• Set exercise: Write the records below as a CSV with two columns, "prompt" and "reply", and one row for each record. Put each record's text and its answer in their own quoted fields, and replace line breaks with spaces.

• Record set:
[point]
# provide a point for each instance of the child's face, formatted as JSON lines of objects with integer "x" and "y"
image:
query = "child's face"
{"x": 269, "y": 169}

• Final result:
prompt,reply
"[point] # provide a point for each instance of the child's face, formatted as JSON lines of objects with integer ""x"" and ""y"" image: query = ""child's face""","{""x"": 269, ""y"": 169}"